• **Data provided**:
-- start --

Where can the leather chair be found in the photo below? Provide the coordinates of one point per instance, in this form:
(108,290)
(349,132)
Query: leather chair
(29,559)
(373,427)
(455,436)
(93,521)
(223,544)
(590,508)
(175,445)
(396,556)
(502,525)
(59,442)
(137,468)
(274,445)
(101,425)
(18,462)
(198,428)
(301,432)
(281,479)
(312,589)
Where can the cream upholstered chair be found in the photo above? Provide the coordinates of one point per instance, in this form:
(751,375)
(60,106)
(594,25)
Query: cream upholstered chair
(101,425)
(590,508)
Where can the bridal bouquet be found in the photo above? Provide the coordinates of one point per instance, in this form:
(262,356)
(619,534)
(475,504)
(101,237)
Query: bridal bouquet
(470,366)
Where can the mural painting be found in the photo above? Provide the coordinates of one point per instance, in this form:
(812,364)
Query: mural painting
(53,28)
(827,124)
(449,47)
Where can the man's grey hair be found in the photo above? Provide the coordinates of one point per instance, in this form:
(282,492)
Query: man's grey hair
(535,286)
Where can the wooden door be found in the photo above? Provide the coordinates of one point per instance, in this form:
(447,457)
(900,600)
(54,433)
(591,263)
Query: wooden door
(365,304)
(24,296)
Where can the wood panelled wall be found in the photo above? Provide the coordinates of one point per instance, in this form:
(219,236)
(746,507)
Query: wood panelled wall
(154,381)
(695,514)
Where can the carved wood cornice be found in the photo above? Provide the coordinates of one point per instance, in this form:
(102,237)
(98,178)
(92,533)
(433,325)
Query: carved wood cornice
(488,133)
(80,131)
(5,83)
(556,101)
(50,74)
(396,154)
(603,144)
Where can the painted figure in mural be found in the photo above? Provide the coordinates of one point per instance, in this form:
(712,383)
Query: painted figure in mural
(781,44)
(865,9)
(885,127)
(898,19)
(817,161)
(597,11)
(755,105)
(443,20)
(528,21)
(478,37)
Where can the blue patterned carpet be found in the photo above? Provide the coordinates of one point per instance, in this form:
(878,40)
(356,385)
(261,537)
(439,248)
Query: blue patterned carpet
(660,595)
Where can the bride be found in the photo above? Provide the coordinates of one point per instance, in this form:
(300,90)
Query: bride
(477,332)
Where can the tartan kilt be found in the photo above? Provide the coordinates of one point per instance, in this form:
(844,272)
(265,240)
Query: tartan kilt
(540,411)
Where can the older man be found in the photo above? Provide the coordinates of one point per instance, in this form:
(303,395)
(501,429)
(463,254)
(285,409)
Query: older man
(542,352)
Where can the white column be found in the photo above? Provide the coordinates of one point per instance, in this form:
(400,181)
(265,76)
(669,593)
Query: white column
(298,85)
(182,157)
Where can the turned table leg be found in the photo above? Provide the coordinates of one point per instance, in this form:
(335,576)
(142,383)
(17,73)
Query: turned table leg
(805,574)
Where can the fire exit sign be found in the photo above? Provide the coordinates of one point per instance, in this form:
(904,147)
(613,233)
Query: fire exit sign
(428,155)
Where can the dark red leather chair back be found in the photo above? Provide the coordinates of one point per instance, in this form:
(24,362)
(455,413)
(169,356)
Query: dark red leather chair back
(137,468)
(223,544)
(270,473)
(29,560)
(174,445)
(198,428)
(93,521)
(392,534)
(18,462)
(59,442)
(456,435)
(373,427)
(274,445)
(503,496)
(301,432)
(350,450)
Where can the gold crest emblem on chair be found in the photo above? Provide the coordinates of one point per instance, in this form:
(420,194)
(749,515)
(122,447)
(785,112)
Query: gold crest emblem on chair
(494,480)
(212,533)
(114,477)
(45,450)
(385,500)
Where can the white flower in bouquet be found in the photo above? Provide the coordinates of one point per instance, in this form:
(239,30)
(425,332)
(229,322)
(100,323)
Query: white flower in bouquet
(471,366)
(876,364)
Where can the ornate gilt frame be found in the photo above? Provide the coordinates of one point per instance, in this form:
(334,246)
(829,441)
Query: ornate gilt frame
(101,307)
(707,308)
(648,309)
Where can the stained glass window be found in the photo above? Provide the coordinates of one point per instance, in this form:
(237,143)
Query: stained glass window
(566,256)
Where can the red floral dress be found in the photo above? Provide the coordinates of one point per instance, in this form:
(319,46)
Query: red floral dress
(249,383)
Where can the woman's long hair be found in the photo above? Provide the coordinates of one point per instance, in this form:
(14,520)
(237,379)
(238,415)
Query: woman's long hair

-- end --

• **Required work**: Repeat every record, keeping each word and mark exactly as it is.

• **Correct answer**:
Where can the leather chair be found in the photo below? Provide the coordinates of one point per instance, in this form:
(108,290)
(349,132)
Query: leather chair
(29,559)
(373,427)
(455,436)
(93,521)
(223,544)
(590,508)
(175,445)
(396,556)
(502,525)
(59,442)
(137,468)
(274,445)
(101,425)
(18,462)
(198,428)
(301,432)
(281,479)
(312,589)
Where can the cream upholstered chair be found in the photo above? Provide the coordinates of one point per instance, in this form:
(751,375)
(60,106)
(594,25)
Query: cream upholstered chair
(101,425)
(590,508)
Where can the bridal bouquet be found in the photo above? Provide the coordinates of one point per instance, in this form:
(262,356)
(619,534)
(475,504)
(101,237)
Query: bridal bouquet
(470,366)
Where can the mural painting be found in the photo above? Provide the coordinates of one point per instance, in this form:
(812,364)
Query: mural painting
(53,28)
(827,124)
(449,47)
Where can the man's grey hair be found in the photo above? Provide the coordinates of one point per instance, in this form:
(282,492)
Query: man's grey hair
(535,286)
Where can the wooden door be found in the photo above? Provide the coordinates of one point per instance, in this form:
(447,457)
(900,600)
(54,433)
(591,263)
Query: wooden door
(365,304)
(24,296)
Where can the wood panelled wall be found in the photo above? Provide the coordinates of one point per instance, in this form:
(219,236)
(746,507)
Query: wood panelled wall
(154,381)
(695,514)
Where can the carved wood cornice be found in the photo above? Provide the coordinates of one point per instance, in this form:
(102,237)
(98,178)
(92,533)
(433,325)
Query: carved wood cornice
(488,133)
(80,131)
(5,83)
(556,101)
(50,74)
(396,154)
(603,144)
Where can the painted figure in mural be found in the photo above? Provide the coordinates of one point per instance, in this form:
(712,383)
Query: painted figure in mural
(781,44)
(865,9)
(885,127)
(898,19)
(817,161)
(597,11)
(755,105)
(443,20)
(528,21)
(478,37)
Where can the blue patterned carpet be found in the photo above? Provide the coordinates of one point per instance, in this form:
(878,40)
(356,385)
(261,537)
(439,248)
Query: blue patterned carpet
(660,595)
Where can the bride be found in the photo above? Provide the coordinates of one point per instance, in this form:
(300,90)
Query: bride
(477,332)
Where can the tartan kilt be found in the photo above? Provide the coordinates of one point per instance, in this form:
(844,272)
(265,240)
Query: tartan kilt
(540,411)
Where can the older man be found in the photo above? Provide the coordinates of one point per instance, in this form:
(303,395)
(501,429)
(463,254)
(285,409)
Query: older man
(542,352)
Where can the white column be found in the photo above? Provide the coordinates of one point per instance, in this form:
(400,181)
(265,76)
(669,593)
Query: white column
(298,85)
(182,157)
Where can the turned table leg be found in the photo above? Provide the coordinates of one point per instance, in this form:
(335,576)
(142,383)
(17,73)
Query: turned table leg
(805,574)
Where can the fire exit sign be found in the photo above? Provide the coordinates of one point per instance, in this form:
(904,147)
(613,233)
Query: fire exit sign
(428,155)
Where can the dark red leather chair back be found in the photo above? Provide the coordinates of one point per instance, in this form:
(24,362)
(455,413)
(169,356)
Query: dark red leather chair back
(137,468)
(223,544)
(270,473)
(29,560)
(174,445)
(198,428)
(93,521)
(392,534)
(18,462)
(59,442)
(456,435)
(373,427)
(274,445)
(503,496)
(301,432)
(350,450)
Where can the gold crest emblem on chair be found in the photo above? Provide the coordinates of one point per instance, in this form:
(420,194)
(749,515)
(122,447)
(785,112)
Query: gold crest emblem on chair
(494,480)
(212,533)
(114,477)
(45,450)
(385,500)
Where can the white flower in bouquet be found in the photo above? Provide the coordinates of one point per instance, in this form:
(239,30)
(425,332)
(229,322)
(100,323)
Query: white flower in bouquet
(471,366)
(876,364)
Where can the ornate gilt frame be found in the photo above? Provide the coordinates of one point per instance, in this form:
(334,246)
(829,441)
Query: ornate gilt frame
(101,307)
(707,308)
(648,309)
Where can the stained glass window be found in the photo above? Provide the coordinates of one point per instance, in this form:
(237,143)
Query: stained glass window
(566,256)
Where can the red floral dress be found in the photo above? Provide the coordinates of one point per instance, in this form:
(319,46)
Query: red floral dress
(249,383)
Where can the woman's long hair be found in the photo above? Provide the coordinates of one point per instance, in this form:
(14,520)
(237,379)
(238,415)
Query: woman's long hair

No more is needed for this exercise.